[START EXERCISE INPUTS]
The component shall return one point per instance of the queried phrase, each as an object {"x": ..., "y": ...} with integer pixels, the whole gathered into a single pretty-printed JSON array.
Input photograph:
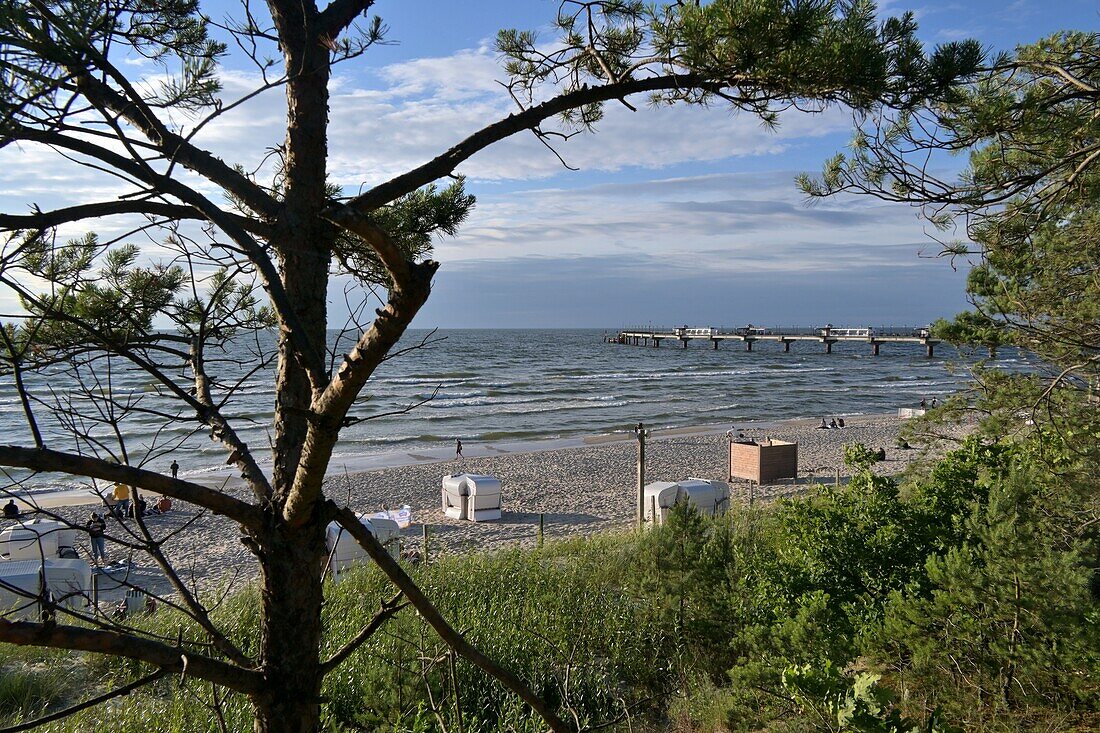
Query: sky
[{"x": 674, "y": 216}]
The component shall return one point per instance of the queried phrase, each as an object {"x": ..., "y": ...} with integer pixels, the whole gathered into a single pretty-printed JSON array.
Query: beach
[{"x": 579, "y": 490}]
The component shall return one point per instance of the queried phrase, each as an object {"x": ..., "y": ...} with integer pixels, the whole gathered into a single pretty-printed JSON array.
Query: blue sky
[{"x": 675, "y": 215}]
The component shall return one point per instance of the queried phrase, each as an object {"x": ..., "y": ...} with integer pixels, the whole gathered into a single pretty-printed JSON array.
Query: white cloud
[{"x": 735, "y": 222}]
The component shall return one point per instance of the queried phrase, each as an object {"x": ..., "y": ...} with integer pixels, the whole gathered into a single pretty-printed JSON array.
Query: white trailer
[
  {"x": 67, "y": 582},
  {"x": 345, "y": 551},
  {"x": 708, "y": 498}
]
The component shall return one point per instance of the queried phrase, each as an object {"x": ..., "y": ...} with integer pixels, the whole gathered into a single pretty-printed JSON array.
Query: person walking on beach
[
  {"x": 96, "y": 528},
  {"x": 121, "y": 499}
]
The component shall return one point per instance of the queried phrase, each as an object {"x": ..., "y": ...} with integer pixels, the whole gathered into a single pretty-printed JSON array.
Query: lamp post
[{"x": 640, "y": 433}]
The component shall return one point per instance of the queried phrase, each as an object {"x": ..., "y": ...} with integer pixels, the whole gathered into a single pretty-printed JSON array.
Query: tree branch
[
  {"x": 50, "y": 219},
  {"x": 331, "y": 407},
  {"x": 355, "y": 209},
  {"x": 435, "y": 619},
  {"x": 268, "y": 274},
  {"x": 169, "y": 658},
  {"x": 340, "y": 13},
  {"x": 388, "y": 609},
  {"x": 125, "y": 689}
]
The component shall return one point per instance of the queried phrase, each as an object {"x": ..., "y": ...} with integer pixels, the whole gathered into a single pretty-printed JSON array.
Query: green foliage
[
  {"x": 413, "y": 222},
  {"x": 859, "y": 457},
  {"x": 25, "y": 691},
  {"x": 971, "y": 328},
  {"x": 857, "y": 704},
  {"x": 1007, "y": 621},
  {"x": 1030, "y": 197},
  {"x": 770, "y": 53}
]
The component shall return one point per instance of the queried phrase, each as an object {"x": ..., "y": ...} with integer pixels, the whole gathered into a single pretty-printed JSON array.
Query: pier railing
[{"x": 826, "y": 335}]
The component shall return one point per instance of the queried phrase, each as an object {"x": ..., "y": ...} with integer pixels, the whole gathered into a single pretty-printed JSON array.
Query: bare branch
[
  {"x": 389, "y": 608},
  {"x": 125, "y": 689},
  {"x": 435, "y": 619},
  {"x": 53, "y": 461},
  {"x": 168, "y": 658}
]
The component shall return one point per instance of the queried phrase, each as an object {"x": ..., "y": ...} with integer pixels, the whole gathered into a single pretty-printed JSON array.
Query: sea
[{"x": 502, "y": 390}]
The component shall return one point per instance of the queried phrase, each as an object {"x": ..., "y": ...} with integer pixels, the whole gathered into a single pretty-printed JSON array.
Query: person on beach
[
  {"x": 96, "y": 528},
  {"x": 122, "y": 500}
]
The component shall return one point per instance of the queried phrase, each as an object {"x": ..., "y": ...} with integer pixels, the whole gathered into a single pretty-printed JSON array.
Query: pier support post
[{"x": 640, "y": 431}]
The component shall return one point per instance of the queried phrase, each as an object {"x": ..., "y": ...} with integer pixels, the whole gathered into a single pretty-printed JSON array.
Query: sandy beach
[{"x": 579, "y": 490}]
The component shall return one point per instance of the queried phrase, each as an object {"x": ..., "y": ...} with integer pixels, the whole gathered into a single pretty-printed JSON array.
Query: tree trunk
[{"x": 290, "y": 635}]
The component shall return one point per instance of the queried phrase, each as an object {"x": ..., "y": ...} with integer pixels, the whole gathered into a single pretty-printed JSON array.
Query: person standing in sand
[
  {"x": 96, "y": 528},
  {"x": 121, "y": 499}
]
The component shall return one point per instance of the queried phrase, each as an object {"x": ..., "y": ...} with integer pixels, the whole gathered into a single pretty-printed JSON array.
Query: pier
[{"x": 749, "y": 335}]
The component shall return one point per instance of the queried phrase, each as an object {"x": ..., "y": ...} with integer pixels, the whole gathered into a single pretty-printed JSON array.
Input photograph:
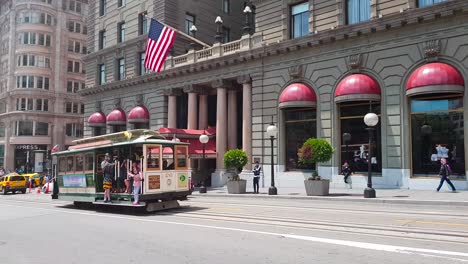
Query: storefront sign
[
  {"x": 76, "y": 180},
  {"x": 27, "y": 147}
]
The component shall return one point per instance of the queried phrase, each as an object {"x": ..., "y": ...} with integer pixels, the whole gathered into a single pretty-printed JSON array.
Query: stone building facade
[
  {"x": 314, "y": 69},
  {"x": 42, "y": 45}
]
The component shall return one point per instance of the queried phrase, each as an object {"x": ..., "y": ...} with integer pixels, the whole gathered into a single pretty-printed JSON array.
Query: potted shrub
[
  {"x": 234, "y": 161},
  {"x": 313, "y": 151}
]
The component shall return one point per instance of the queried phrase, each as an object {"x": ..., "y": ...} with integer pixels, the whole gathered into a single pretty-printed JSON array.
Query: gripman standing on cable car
[{"x": 108, "y": 171}]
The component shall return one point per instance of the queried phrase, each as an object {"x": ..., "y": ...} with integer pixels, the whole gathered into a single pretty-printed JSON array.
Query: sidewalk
[{"x": 384, "y": 196}]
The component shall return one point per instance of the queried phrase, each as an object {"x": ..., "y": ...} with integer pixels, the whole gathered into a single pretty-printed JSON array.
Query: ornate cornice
[
  {"x": 244, "y": 79},
  {"x": 221, "y": 83}
]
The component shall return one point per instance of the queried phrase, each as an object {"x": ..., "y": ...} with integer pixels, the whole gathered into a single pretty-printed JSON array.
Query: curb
[{"x": 340, "y": 199}]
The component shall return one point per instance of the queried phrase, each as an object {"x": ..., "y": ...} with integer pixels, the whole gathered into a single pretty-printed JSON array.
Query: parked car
[
  {"x": 36, "y": 177},
  {"x": 12, "y": 182}
]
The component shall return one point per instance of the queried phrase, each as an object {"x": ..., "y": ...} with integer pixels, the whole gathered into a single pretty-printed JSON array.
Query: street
[{"x": 232, "y": 230}]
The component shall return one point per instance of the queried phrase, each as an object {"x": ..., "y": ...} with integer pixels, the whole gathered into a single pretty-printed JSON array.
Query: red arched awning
[
  {"x": 357, "y": 87},
  {"x": 139, "y": 114},
  {"x": 117, "y": 117},
  {"x": 298, "y": 95},
  {"x": 97, "y": 119},
  {"x": 435, "y": 77}
]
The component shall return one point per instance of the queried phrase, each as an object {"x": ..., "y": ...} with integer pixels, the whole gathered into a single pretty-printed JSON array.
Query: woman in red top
[{"x": 137, "y": 179}]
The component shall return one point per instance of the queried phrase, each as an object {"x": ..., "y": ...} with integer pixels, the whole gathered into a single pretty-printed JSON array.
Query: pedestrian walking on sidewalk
[
  {"x": 256, "y": 170},
  {"x": 346, "y": 171},
  {"x": 444, "y": 173}
]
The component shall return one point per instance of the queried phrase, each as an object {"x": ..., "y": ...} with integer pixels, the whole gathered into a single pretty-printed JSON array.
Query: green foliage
[
  {"x": 315, "y": 150},
  {"x": 235, "y": 159}
]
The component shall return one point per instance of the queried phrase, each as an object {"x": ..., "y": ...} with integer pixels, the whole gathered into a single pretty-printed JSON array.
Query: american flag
[{"x": 160, "y": 40}]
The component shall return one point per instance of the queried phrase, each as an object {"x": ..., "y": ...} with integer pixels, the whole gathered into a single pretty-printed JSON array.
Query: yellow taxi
[END EXERCISE INPUTS]
*WRITTEN REQUEST*. Repeat every record above exactly, but leave out any pictures.

*REPLY TO THE EXERCISE*.
The component shall return one point per instance of the queried phrase, each as an object {"x": ..., "y": ...} with integer pixels, the whole gathered into a single pretty-printed JSON array.
Input photograph:
Query: sky
[{"x": 674, "y": 216}]
The component shall return one point per instance of the queried phrase, each as an object {"x": ..., "y": ...} with integer pixels, the whole gathered into a single pretty-printed JSON array.
Query: beach
[{"x": 579, "y": 490}]
The component shall return one point per instance of the queried phrase, each as an object {"x": ..., "y": ...} with integer pixels, the whole gathered into a single pretty-printed JSON array.
Query: blue sky
[{"x": 675, "y": 215}]
The component shall return one point per instance of the queried phrase, each as an object {"x": ..., "y": ...} with integer pixels, the whole gathered into a single pretty-printed JSON array.
Query: white cloud
[{"x": 735, "y": 222}]
The component shall return one point per instance of the queried phrase, each as an object {"x": ..., "y": ...} with integer pixels, the whole gathered into a single pretty-printed JSON array.
Query: white trailer
[
  {"x": 67, "y": 582},
  {"x": 345, "y": 551},
  {"x": 708, "y": 498}
]
The component shall return one point per instance of the queried phrase, each as an object {"x": ..., "y": ...} with integer pixels, the whole gathered into a single pretty-printed JSON array.
Query: person walking on beach
[
  {"x": 96, "y": 528},
  {"x": 121, "y": 499}
]
The component shall return one point per instance of the queried phrase, each as an object {"x": ..., "y": ...} with integer pixels, the whole gathered into a single pretty-printed JSON array.
Query: lamp post
[{"x": 640, "y": 433}]
The component shall return one point per instance of the queried phrase, each as an object {"x": ..., "y": ...} with integer pixels, the whole gathered into a single pretty-printed JSON array.
Query: tree branch
[
  {"x": 50, "y": 219},
  {"x": 331, "y": 407},
  {"x": 355, "y": 209},
  {"x": 435, "y": 619},
  {"x": 268, "y": 274},
  {"x": 169, "y": 658},
  {"x": 340, "y": 13},
  {"x": 388, "y": 609},
  {"x": 125, "y": 689}
]
The component shall return one point per instance of the queried phrase, each as an object {"x": ..., "y": ...} with integer pixels, the whole gathered into a single pretty-printed JSON array.
Query: green foliage
[
  {"x": 413, "y": 222},
  {"x": 859, "y": 457},
  {"x": 25, "y": 691},
  {"x": 971, "y": 328},
  {"x": 857, "y": 704},
  {"x": 1007, "y": 621},
  {"x": 1030, "y": 197},
  {"x": 770, "y": 53}
]
The component shall return one point per instance of the queried phrase, each as an object {"x": ..., "y": ...} with integer pixels, the whole gathered into a single pretty-printed JSON array.
Query: pier railing
[{"x": 826, "y": 335}]
The component shall return one point per instance of the queried phrase, each as an object {"x": ..., "y": ...} with integer pixels, the whole gathered into a single pretty-printed JSON array.
Query: bare branch
[
  {"x": 389, "y": 608},
  {"x": 125, "y": 689},
  {"x": 435, "y": 619},
  {"x": 53, "y": 461},
  {"x": 168, "y": 658}
]
The component shall return one point per instance of the queried phrase, each as an object {"x": ..., "y": ...} with integer pixels, the whole gathered into a single pretty-printed JSON array.
Query: sea
[{"x": 502, "y": 390}]
The component shall return one point per instance of the queried phrase, each as an object {"x": ..., "y": ...} with integer pixels, the whole gathered into a single pretty-printed JSON array.
Query: person on beach
[
  {"x": 96, "y": 528},
  {"x": 122, "y": 500}
]
The component shall return one point per instance of the queried phrase, each as an object {"x": ..., "y": ...} with integer pixels, the whole gathered into a single pretty-printed JSON array.
Query: pier support post
[{"x": 640, "y": 431}]
The component shall return one point per instance of the queried phrase, each as an object {"x": ..., "y": ...} with integer pixels, the whole gathered into a single pretty-printed JSON array.
Query: sandy beach
[{"x": 579, "y": 490}]
The component shall return one point per instance of the queried phrase, each as an object {"x": ..., "y": ...} with integer pixels, the whole gathered into a single pretty-printed JSON array.
Query: tree trunk
[{"x": 290, "y": 635}]
The component shall return one point per instance of the queried phrase, each as an object {"x": ..., "y": ...} with integer pixels, the whole gathered into a single pretty-printed JSON array.
Query: person standing in sand
[
  {"x": 96, "y": 528},
  {"x": 121, "y": 499}
]
The component shall return one point per instance of the queried phrase, each as an object {"x": ..., "y": ...} with integer pixels, the whole gathered into a single pretty-printed JSON array.
Query: pier
[{"x": 749, "y": 335}]
The component shall return one point per instance of the queried phrase, each as an object {"x": ..., "y": ...} with integer pixels, the whole gathered into a single pretty-printed JSON array.
Input photograph:
Query: storefront sign
[
  {"x": 76, "y": 180},
  {"x": 27, "y": 147}
]
The component shall return one point per instance of the queried phrase, each as an object {"x": ..., "y": ...} with integer pixels, the whole gathered into a single pretty-printed JSON array.
Query: stone building facade
[
  {"x": 314, "y": 69},
  {"x": 42, "y": 45}
]
The component shall return one point per instance of the queried phrase, each as an object {"x": ..., "y": ...} with integer pixels, the whole gathered into a single pretty-printed JSON array.
Query: potted shrub
[
  {"x": 234, "y": 161},
  {"x": 313, "y": 151}
]
The component shall return one point per instance of the queried phrase, each as an object {"x": ..., "y": ...} with integer pixels, the whole gathered into a single pretty-printed JSON array.
Query: gripman standing on cable car
[{"x": 108, "y": 171}]
The component shall return one point per instance of the queried phrase, each as an object {"x": ..., "y": ...} with integer pixels, the whole gathered into a single pretty-printed JSON array.
Query: sidewalk
[{"x": 384, "y": 196}]
The component shall return one point per instance of the queried phrase, each as an object {"x": ..., "y": ...} with integer pixels, the whole gathered into a single pretty-printed JSON array.
Query: ornate cornice
[
  {"x": 244, "y": 79},
  {"x": 221, "y": 83}
]
The component shall return one point per instance of the queried phrase, each as an object {"x": ..., "y": ...} with integer pixels, the whole gathered into a single pretty-printed JSON array.
Query: curb
[{"x": 340, "y": 199}]
The component shall return one point per instance of the queried phrase, each as an object {"x": ..., "y": ...} with integer pixels, the whole gathered into a single pretty-printed JSON array.
Query: parked car
[
  {"x": 36, "y": 177},
  {"x": 12, "y": 182}
]
The component shall return one point per instance of the queried phrase, each as an object {"x": ..., "y": ...} with integer pixels, the whole gathered into a single pretty-printed JSON array.
Query: street
[{"x": 232, "y": 230}]
The component shall return one point per instance of the queried phrase, each as an object {"x": ..., "y": ...} with integer pixels, the whole gathered into a single pretty-printed JSON array.
Query: red arched awning
[
  {"x": 357, "y": 87},
  {"x": 139, "y": 114},
  {"x": 117, "y": 117},
  {"x": 298, "y": 95},
  {"x": 97, "y": 119},
  {"x": 435, "y": 77}
]
The component shall return one point per instance of the queried phrase, each as an object {"x": ..., "y": ...} with integer pixels, the whole gathered into a single pretty-printed JSON array.
Query: woman in red top
[{"x": 137, "y": 179}]
The component shall return one point per instance of the queried phrase, each as an object {"x": ..., "y": ...} with integer pixels, the whole gathered into a single pretty-printed JSON array.
Query: pedestrian walking on sidewalk
[
  {"x": 256, "y": 170},
  {"x": 346, "y": 171},
  {"x": 444, "y": 173}
]
The component shall return one point per instance of the queried phrase, each as an object {"x": ..., "y": ...} with integer pixels, the whole gathered into a single pretty-printed JSON array.
Query: green foliage
[
  {"x": 315, "y": 150},
  {"x": 235, "y": 159}
]
The component shall return one point per instance of the queried phrase, each as an object {"x": ..., "y": ...} with integer pixels, the whole gathered into a single pretty-printed JSON array.
Query: american flag
[{"x": 160, "y": 40}]
The component shall return one point per instance of the queried phrase, each as an object {"x": ..., "y": ...} with integer pixels, the whole gathered into a single pretty-printed JSON array.
Query: yellow taxi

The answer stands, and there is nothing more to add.